Quoted passage.
I have proceeded in chronological order, discussing both AT&T and Halliburton. However, I want to skip over Smith v. Bayer to discuss the Wal-Mart decision, which was just released today, because I want to talk about one aspect of the case that dovetails well with my previous discussion of Halliburton. I also plan on blogging some more on Wal-Mart because it implicates so many issues I touch on in my paper Mass Torts and Due Process.
Today I want to focus on probably the most controversial aspect of the majority opinion - the analysis of the "commonality" requirement of Rule 23(a)(2).
As background, class actions in federal court are governed by Rule 23. Rule 23(a) outlines four requirements every class action must satisfy, generally understood as (1) numerosity, (2) commonality, (3) typicality, and (4) adequacy of representation. If a proposed class action satisfies these four requirements, then it must fit within one of the three categories defined under Rule 23(b).By its terms, the commonality requirement under Rule 23(a)(2) only requires that "there are questions of law or fact common to the class." Since this requirement applies to all class actions, courts have historically interpreted it pretty broadly. In fact, the majority opinion quotes an article by the late Richard Nagareda for the proposition that "'[e]ven a single [common] question' will do." (p. 19 (quoting Richard Nagareda, The Preexistence Principle and the Structure of the Class Action, 103 Colum. L. Rev. 149, 176 n.110 (2003))). The commonality requirement should be distinguished from the predominance requirement of one of the Rule 23(b) categories, Rule 23(b)(3), which requires that "questions of law or fact common to class members predominate over any questions affecting only individual members." The class action at issue here was certified under Rule 23(b)(2), which does not have a similar "predominance" requirement.

Problem description. From the Rule 23 commentary, list every requirement that Rule 23(a) imposes on all class actions.

Extracted information.
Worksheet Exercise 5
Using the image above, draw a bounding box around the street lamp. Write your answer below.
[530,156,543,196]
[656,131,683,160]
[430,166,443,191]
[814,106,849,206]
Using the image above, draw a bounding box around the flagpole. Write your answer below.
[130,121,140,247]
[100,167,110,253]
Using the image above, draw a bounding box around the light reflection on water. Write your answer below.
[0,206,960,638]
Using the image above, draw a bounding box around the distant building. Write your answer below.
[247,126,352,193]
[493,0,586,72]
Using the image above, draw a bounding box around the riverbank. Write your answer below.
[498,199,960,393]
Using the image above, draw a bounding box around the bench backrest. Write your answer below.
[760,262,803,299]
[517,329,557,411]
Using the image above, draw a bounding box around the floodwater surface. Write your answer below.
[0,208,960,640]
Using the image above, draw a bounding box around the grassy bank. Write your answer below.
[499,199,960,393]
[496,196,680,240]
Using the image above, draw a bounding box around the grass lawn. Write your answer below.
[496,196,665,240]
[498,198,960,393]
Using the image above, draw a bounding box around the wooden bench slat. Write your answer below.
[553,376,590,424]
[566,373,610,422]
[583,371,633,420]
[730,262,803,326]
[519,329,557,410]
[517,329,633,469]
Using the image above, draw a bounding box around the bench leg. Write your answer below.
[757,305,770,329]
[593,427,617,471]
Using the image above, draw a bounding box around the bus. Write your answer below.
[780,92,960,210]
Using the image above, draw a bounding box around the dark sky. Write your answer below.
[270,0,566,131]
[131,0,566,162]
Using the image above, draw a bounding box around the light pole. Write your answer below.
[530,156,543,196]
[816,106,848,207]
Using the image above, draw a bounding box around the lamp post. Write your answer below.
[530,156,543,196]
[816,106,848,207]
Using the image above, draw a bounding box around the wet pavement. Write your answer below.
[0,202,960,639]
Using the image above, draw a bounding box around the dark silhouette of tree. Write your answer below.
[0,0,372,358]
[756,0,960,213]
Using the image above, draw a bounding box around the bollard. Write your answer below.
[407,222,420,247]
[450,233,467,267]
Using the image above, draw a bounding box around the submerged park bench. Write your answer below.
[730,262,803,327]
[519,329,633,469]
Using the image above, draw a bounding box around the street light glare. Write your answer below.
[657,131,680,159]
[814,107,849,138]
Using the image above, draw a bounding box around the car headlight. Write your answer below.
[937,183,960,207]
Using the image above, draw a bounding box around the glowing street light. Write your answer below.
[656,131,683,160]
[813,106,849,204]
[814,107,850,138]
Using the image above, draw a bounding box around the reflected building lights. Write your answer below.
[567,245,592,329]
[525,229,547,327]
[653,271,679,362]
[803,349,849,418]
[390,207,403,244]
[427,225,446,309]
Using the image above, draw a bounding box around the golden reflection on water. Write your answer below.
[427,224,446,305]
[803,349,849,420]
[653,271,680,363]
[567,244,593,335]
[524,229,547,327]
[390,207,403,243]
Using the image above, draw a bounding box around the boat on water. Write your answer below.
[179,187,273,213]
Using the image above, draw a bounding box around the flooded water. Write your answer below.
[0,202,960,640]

Reply.
1. Numerosity
2. Commonality
3. Typicality
4. Adequacy of representation